◆ Texte fourni
****************************************

COMMUNICATION- ETUDES ET
ANALYSES- HISTOIRE DU SIGLE EN ALGÉRIE
COMMUNICATION :
LA « SIGLOMANIA » ( © Ahcene-Djaballah Belkacem,
Novembre 2024/Le Quotidien d’Oran, samedi 16 novembre 2024) .
Durant les années 70 ,
l’Algérie croulait sous le poids des sigles avec une domination sans conteste
des SN (Sociétés nationales) , des UN (Unions
nationales) et des UG (Unions générales) , la politique
socialiste ne permettant alors aucune incursion importante dans le domaine de
l’entreprise individuelle ou même de celui des associations (toutes deux
extrêmement rares) .Seuls , l’Administration (dont l’Armée), le Parti du
FLN (unique dans le domaine de la politique) et leurs démembrements
avaient, seuls, droit à l’existence .
La traduction en
langue arabe paraissant trop longue, pour ne pas dire compliquée,
la dénomination en langue étrangère (en l’occurrence, à l’époque, le
français) étant, elle aussi, longue et/ou incompréhensible pour beaucoup
, on s’est donc rabattu sur le langage des sigles , rassemblement
ordonné des premières lettres de chaque mot composant l’appellation déposée.

****************************************

◆ Entrées extraites
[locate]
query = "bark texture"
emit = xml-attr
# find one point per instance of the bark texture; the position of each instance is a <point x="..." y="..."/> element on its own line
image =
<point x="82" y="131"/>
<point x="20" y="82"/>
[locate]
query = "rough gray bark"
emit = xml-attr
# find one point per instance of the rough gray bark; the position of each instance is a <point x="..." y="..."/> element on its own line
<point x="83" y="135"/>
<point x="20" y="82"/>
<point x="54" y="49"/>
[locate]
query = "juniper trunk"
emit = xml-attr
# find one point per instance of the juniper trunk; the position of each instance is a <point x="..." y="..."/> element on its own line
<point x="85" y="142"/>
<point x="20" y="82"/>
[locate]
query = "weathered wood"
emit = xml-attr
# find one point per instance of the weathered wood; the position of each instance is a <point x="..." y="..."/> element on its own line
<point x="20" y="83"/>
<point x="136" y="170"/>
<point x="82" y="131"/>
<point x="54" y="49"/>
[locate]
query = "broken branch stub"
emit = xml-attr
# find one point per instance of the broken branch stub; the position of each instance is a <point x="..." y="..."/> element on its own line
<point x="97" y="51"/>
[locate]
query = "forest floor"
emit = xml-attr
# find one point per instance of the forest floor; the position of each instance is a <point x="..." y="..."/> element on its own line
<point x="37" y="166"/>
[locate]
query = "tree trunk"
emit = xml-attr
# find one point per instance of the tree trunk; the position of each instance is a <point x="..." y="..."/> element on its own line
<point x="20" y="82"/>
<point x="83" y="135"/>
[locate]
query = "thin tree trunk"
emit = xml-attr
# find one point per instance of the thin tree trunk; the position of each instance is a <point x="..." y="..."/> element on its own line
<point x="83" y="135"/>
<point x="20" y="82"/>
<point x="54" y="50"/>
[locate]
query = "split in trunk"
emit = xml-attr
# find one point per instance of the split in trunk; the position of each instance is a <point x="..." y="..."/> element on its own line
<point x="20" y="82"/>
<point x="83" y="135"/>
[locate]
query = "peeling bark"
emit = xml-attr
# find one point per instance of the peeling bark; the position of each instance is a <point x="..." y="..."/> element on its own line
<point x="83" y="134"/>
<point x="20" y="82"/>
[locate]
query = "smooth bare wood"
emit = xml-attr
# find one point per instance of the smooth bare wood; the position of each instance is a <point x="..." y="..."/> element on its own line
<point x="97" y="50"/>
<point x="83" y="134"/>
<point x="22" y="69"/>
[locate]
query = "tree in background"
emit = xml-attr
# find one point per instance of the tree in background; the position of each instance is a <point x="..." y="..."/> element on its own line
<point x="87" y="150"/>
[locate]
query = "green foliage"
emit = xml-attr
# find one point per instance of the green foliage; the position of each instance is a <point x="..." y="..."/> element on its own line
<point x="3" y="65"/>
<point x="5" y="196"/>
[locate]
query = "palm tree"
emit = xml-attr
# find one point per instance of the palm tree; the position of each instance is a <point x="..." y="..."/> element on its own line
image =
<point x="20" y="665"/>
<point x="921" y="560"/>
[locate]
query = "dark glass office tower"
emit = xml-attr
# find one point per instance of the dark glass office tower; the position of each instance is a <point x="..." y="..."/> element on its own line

****************************************

◆ Exercices à traiter
**1.** Recopiez tout le passage du texte sur l'histoire du sigle en Algérie, de « COMMUNICATION- ETUDES ET » jusqu'à « à l’existence . », en renommant « Sociétés nationales » en « Entreprises nationales ».
**2.** Selon le texte sur l'histoire du sigle en Algérie, pour quelle raison a-t-on adopté le langage des sigles ? Répondez en une à trois phrases.

◆ Liste des réponses
**1.**
COMMUNICATION- ETUDES ET
ANALYSES- HISTOIRE DU SIGLE EN ALGÉRIE
COMMUNICATION :
LA « SIGLOMANIA » ( © Ahcene-Djaballah Belkacem,
Novembre 2024/Le Quotidien d’Oran, samedi 16 novembre 2024) .
Durant les années 70 ,
l’Algérie croulait sous le poids des sigles avec une domination sans conteste
des SN (Entreprises nationales) , des UN (Unions
nationales) et des UG (Unions générales) , la politique
socialiste ne permettant alors aucune incursion importante dans le domaine de
l’entreprise individuelle ou même de celui des associations (toutes deux
extrêmement rares) .Seuls , l’Administration (dont l’Armée), le Parti du
FLN (unique dans le domaine de la politique) et leurs démembrements
avaient, seuls, droit à l’existence .

**2.** On a adopté le langage des sigles parce que la traduction en langue arabe paraissait trop longue, voire compliquée. La dénomination en langue étrangère, à l'époque le français, était elle aussi longue et/ou incompréhensible pour beaucoup.